- [The data]:

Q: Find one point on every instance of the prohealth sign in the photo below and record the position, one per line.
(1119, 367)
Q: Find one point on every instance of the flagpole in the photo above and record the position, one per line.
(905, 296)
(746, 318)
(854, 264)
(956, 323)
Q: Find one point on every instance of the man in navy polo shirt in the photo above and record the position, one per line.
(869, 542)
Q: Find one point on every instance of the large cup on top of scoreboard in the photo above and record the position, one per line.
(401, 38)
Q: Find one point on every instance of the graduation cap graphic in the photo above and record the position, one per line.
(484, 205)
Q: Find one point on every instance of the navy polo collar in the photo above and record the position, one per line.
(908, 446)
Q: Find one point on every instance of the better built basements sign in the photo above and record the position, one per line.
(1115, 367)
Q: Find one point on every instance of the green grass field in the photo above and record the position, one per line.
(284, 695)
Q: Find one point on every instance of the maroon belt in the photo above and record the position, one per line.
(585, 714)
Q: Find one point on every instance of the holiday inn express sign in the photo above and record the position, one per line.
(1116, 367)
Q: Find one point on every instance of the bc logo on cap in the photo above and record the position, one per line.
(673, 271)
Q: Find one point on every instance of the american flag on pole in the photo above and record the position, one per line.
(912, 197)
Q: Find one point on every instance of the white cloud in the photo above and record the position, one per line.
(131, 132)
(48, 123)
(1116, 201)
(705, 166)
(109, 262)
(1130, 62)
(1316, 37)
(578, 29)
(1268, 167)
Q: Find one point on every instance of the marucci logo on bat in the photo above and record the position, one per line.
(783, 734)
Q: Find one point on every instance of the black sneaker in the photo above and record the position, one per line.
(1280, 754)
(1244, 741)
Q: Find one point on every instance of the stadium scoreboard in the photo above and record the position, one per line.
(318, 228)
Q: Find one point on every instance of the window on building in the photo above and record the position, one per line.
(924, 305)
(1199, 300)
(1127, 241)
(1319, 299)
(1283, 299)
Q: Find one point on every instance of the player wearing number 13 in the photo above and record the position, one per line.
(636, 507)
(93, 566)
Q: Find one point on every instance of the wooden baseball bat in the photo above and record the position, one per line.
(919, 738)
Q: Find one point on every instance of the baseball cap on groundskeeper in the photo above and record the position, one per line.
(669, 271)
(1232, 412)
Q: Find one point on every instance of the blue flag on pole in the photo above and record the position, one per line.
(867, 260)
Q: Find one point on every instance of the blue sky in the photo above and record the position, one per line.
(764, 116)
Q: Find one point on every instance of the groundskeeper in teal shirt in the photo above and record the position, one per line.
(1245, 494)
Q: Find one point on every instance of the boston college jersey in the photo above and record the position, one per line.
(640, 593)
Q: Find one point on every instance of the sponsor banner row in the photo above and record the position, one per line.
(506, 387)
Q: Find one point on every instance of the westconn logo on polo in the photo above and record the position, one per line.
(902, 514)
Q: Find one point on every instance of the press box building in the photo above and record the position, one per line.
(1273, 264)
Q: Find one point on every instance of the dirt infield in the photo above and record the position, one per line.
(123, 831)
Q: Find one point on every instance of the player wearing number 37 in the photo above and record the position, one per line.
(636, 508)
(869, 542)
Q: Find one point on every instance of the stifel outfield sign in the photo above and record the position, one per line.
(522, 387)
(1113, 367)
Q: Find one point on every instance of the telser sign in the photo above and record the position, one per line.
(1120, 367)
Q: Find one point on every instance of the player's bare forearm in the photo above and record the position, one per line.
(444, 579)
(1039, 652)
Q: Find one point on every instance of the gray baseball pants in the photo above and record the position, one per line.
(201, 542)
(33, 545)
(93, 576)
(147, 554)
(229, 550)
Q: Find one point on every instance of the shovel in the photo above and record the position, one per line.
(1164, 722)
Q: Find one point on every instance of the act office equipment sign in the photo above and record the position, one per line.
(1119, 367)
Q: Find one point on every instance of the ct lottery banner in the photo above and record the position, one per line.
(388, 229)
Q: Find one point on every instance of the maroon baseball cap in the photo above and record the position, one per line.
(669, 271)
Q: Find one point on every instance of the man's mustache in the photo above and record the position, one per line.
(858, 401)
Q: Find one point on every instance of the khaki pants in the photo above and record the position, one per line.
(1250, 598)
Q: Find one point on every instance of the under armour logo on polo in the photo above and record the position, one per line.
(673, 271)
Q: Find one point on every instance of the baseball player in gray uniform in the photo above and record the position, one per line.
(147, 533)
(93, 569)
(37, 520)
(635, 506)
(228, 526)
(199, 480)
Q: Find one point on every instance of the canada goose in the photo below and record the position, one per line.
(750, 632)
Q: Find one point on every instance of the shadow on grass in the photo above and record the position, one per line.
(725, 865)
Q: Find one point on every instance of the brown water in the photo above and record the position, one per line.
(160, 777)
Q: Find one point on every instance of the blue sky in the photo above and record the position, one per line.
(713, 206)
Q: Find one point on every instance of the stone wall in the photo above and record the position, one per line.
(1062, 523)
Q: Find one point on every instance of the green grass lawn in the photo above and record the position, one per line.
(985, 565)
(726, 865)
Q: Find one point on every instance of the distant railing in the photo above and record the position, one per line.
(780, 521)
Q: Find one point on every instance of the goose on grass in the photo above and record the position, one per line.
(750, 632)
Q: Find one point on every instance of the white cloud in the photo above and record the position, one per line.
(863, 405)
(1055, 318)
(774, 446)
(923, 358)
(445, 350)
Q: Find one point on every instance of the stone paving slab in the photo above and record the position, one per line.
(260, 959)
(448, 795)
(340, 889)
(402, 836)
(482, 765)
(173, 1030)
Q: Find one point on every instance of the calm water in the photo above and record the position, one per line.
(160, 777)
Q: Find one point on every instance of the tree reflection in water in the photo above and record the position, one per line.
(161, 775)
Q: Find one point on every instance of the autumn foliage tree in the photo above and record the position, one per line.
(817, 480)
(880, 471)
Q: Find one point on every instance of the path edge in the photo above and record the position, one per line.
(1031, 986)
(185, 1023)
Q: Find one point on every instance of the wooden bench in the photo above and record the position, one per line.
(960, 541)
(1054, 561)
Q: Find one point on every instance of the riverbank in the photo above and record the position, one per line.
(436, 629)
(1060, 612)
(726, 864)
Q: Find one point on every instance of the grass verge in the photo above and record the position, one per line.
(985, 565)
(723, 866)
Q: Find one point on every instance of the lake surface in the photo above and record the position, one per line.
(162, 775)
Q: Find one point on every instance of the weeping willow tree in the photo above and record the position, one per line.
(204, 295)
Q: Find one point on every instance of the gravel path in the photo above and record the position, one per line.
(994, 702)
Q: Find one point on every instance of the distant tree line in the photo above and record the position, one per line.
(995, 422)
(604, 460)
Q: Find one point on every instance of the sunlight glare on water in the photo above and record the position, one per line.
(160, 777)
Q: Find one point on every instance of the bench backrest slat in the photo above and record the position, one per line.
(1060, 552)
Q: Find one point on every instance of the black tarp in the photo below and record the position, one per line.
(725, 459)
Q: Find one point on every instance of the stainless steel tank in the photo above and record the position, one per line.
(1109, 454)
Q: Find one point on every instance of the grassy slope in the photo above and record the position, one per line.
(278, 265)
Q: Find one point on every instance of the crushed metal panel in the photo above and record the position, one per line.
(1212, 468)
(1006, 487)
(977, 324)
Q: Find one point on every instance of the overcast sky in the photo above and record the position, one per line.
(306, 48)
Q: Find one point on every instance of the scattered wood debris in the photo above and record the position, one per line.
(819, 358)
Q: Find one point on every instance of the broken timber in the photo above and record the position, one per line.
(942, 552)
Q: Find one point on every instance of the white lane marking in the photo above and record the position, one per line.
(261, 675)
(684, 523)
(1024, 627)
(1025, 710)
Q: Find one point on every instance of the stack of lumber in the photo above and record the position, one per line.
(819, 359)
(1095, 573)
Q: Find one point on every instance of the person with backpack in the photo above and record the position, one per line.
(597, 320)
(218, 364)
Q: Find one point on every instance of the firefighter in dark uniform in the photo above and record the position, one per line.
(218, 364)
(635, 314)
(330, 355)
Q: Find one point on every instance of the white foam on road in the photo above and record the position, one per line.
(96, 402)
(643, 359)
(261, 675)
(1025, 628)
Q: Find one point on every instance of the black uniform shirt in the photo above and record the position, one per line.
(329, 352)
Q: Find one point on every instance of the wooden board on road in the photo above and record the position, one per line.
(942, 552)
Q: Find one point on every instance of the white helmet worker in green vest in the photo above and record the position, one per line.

- [Your goal]: Take the line that contains "Q: Find one point on every instance of the firefighter" and each line after it down to the last of the records, and retype them exactly; add nothing else.

- [Finished task]:
Q: Find one point on every instance of the firefighter in dark uniform in the photo above and record the position, one per line.
(218, 364)
(635, 314)
(330, 355)
Q: Find one point on every instance of the white foam on road in the photo above and record the position, one per line.
(96, 402)
(643, 359)
(261, 675)
(1025, 628)
Q: Find one point on every instance of the black uniform shirt in the photo above and record the position, one per line.
(329, 352)
Q: Find one point on every instance of the wooden board on road in the photo above and record the position, one per line.
(942, 552)
Q: Find one point on every instance of the white helmet worker in green vest in the photo above and record the position, one per line.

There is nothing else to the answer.